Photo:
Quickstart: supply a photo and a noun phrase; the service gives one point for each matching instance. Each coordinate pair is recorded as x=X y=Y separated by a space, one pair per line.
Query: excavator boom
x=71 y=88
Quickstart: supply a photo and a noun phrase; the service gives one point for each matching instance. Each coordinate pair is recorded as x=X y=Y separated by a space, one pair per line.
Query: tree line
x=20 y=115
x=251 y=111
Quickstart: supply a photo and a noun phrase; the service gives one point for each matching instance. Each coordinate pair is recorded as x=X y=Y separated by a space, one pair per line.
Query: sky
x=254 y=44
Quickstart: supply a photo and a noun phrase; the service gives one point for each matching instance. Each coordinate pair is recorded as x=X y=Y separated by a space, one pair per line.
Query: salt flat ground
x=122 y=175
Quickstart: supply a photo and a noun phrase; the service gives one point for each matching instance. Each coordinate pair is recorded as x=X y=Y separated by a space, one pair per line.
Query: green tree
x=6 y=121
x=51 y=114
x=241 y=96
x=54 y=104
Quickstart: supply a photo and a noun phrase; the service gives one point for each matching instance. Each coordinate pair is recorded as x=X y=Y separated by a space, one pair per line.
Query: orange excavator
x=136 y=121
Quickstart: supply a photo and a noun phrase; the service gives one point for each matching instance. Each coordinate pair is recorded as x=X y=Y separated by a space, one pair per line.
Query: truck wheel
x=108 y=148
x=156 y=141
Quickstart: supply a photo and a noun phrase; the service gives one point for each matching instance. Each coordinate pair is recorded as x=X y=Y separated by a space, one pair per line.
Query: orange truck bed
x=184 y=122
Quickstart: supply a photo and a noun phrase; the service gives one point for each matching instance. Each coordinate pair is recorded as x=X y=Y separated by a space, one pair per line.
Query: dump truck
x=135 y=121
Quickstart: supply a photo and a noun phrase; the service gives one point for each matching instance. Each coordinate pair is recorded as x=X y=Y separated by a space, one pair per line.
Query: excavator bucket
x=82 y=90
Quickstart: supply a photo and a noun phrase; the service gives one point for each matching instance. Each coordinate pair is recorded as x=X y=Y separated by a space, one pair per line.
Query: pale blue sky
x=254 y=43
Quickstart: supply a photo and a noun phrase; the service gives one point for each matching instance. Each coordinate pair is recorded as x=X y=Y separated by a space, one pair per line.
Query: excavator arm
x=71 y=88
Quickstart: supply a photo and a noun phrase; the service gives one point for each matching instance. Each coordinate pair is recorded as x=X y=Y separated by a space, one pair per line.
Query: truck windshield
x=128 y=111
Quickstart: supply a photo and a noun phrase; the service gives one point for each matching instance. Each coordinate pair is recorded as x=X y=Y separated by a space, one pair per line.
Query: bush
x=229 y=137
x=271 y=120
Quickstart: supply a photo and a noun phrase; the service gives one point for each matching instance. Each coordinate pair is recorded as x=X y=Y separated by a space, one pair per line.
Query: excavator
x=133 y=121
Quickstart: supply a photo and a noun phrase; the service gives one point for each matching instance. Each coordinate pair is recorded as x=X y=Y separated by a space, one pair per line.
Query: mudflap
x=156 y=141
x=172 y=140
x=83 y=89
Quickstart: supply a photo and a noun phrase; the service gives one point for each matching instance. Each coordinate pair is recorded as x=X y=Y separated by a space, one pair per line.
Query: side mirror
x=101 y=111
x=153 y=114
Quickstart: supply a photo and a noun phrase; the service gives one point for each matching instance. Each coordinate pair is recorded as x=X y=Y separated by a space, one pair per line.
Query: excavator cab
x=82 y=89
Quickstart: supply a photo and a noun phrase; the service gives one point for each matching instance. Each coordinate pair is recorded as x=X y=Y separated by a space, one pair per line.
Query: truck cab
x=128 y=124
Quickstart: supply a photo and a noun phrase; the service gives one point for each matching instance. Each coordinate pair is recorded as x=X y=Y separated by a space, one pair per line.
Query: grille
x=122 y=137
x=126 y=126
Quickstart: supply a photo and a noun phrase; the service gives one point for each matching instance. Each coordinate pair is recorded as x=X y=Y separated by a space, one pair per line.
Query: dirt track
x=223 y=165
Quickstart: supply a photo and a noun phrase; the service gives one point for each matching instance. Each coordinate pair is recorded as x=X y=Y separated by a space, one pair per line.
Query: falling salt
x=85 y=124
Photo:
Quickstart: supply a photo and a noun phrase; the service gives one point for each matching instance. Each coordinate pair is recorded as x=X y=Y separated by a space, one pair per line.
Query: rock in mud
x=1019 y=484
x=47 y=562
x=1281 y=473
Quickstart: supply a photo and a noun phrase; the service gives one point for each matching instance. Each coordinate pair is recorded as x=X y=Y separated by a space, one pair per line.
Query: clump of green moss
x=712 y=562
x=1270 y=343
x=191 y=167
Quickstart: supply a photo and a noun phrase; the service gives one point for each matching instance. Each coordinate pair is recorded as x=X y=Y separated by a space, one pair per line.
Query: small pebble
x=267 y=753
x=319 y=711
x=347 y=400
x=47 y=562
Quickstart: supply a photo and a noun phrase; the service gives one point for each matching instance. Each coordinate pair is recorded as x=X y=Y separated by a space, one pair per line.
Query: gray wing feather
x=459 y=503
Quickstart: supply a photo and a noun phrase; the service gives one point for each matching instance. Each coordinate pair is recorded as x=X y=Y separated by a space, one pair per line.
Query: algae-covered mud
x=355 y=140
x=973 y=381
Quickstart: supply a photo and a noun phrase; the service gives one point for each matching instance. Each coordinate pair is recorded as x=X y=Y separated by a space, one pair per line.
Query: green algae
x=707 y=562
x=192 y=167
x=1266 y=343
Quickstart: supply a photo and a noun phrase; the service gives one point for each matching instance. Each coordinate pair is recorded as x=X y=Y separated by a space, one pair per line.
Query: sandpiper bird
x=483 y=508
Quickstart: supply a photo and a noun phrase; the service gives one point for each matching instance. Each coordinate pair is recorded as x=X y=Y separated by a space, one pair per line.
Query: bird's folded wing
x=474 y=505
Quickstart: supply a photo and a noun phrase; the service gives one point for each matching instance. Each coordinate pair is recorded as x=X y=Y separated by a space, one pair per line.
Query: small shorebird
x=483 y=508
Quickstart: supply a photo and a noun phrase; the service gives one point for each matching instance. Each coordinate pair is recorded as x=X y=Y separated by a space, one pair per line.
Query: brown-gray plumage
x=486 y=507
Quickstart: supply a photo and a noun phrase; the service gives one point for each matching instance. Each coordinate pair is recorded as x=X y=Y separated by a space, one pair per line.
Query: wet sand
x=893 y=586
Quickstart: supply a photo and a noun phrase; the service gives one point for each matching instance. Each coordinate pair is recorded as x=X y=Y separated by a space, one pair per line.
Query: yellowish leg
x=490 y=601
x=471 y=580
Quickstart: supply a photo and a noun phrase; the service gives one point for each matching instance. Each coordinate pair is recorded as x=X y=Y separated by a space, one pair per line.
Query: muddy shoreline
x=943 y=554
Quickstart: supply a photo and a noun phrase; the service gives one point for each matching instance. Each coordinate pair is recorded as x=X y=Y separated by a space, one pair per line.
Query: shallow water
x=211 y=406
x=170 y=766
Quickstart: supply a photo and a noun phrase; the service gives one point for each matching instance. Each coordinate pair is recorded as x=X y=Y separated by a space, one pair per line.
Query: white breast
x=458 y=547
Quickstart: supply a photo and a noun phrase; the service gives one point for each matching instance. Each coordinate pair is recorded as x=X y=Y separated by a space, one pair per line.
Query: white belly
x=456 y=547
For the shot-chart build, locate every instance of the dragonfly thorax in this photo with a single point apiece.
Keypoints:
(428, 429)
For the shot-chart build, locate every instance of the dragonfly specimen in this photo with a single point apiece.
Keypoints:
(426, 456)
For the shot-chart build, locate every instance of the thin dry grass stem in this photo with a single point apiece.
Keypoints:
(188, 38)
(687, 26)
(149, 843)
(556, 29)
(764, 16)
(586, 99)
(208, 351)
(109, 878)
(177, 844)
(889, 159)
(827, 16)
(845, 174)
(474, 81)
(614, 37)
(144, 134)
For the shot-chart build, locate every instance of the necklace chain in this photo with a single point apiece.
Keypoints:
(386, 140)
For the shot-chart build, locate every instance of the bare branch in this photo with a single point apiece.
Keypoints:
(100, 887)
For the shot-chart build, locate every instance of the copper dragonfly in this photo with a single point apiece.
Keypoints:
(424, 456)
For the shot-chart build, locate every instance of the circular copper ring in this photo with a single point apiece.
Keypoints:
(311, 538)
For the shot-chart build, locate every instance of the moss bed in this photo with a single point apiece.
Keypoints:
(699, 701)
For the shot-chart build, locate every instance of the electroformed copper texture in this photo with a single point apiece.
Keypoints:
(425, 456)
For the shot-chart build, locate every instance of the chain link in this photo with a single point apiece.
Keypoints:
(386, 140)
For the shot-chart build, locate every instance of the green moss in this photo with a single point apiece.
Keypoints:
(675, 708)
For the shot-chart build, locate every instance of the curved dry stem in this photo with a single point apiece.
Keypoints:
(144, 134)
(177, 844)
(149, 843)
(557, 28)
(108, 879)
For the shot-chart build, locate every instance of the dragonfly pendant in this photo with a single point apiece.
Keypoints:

## Given task
Quote exactly and only the lines from the one holding "For the shot-chart build, locate every instance of the moss" through the end of the data.

## Answer in full
For the shot-chart build, locate every instance of the moss bed in this photo with a single point apiece.
Keypoints:
(699, 701)
For the shot-chart build, locate every instance of the electroformed copper texture in this photo with a single point apiece.
Keypoints:
(425, 456)
For the shot-chart build, locate every instance of the chain link in this photo with a single point apiece.
Keypoints:
(386, 140)
For the shot-chart build, locate every instance of the green moss in this photo with a single point apiece.
Keypoints:
(675, 708)
For the shot-chart build, locate every instance of the curved dry stem in this photo with a single point apiece.
Keypoints:
(144, 134)
(177, 844)
(149, 843)
(557, 28)
(108, 879)
For the shot-chart build, locate every instance of the dragonfly pendant in this photo with a single point apiece.
Keypoints:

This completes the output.